(Beginning of Records for the task)

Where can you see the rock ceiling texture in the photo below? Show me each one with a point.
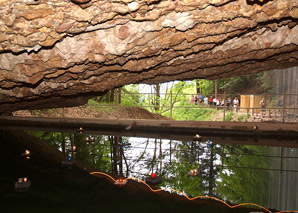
(62, 52)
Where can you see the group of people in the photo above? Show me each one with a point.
(215, 101)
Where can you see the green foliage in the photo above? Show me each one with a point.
(205, 86)
(266, 79)
(130, 95)
(239, 84)
(240, 179)
(243, 117)
(229, 116)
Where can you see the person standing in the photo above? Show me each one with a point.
(211, 101)
(263, 106)
(206, 100)
(235, 104)
(192, 99)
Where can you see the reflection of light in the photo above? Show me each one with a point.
(194, 172)
(26, 154)
(179, 192)
(80, 130)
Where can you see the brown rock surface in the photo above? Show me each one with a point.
(53, 50)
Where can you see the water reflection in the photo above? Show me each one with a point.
(234, 173)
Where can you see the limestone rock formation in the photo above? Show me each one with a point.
(62, 52)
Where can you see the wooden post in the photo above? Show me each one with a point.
(63, 144)
(284, 108)
(119, 96)
(281, 157)
(224, 118)
(171, 106)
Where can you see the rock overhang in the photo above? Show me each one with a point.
(55, 50)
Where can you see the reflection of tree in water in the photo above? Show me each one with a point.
(235, 173)
(241, 181)
(194, 155)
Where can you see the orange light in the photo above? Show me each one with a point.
(120, 180)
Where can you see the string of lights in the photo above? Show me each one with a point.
(179, 192)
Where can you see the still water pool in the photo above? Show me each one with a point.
(236, 173)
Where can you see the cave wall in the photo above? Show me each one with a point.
(54, 50)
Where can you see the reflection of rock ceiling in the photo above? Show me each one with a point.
(54, 49)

(End of Records for the task)

Exercise - Word for word, copy every line of the data, excluding any pictures.

Answer -
Where can you see the rock ceiling texture in the photo below? Show me each one with a point.
(62, 52)
Where can you see the group of people in the photo above? Show me each one with a point.
(215, 101)
Where can you see the green foliage in the photo above? Show me each one with a point.
(205, 86)
(266, 79)
(130, 95)
(239, 84)
(240, 179)
(243, 117)
(229, 116)
Where can you see the person standing in the photo above? Show me each one with a point.
(211, 101)
(263, 106)
(206, 100)
(235, 104)
(192, 99)
Where can you see the reflection of light in the photo above? Show me each one with a point.
(194, 172)
(26, 154)
(179, 192)
(80, 130)
Where can you see the brown rock surface in the photo above? Show me each one with a point.
(53, 50)
Where can you see the water reflection in the photo above? Show me each one with a point.
(234, 173)
Where can you see the limestone rock formation in the photo above? Show me each one with a point.
(62, 52)
Where can you see the wooden post in the photo above? Show me each one with a point.
(63, 144)
(284, 108)
(119, 96)
(281, 157)
(224, 118)
(171, 106)
Where can you see the rock overhang in the photo above? Show me each one with a point.
(55, 50)
Where can you see the reflection of tree in water in the photo above? Show me each one with a point.
(235, 173)
(241, 181)
(194, 155)
Where can you see the orange light in the photo above? Show me each one with a point.
(120, 180)
Where can you see the string of lights in the photo above? Show me each one with a point.
(179, 192)
Where can you see the still water pool in the photo above? Show me each one with a point.
(236, 173)
Where can you see the cave wall in the photo above? Show me each one with a point.
(54, 50)
Where can you see the reflection of rock ceiling in the photo above? Show me each one with a point.
(54, 49)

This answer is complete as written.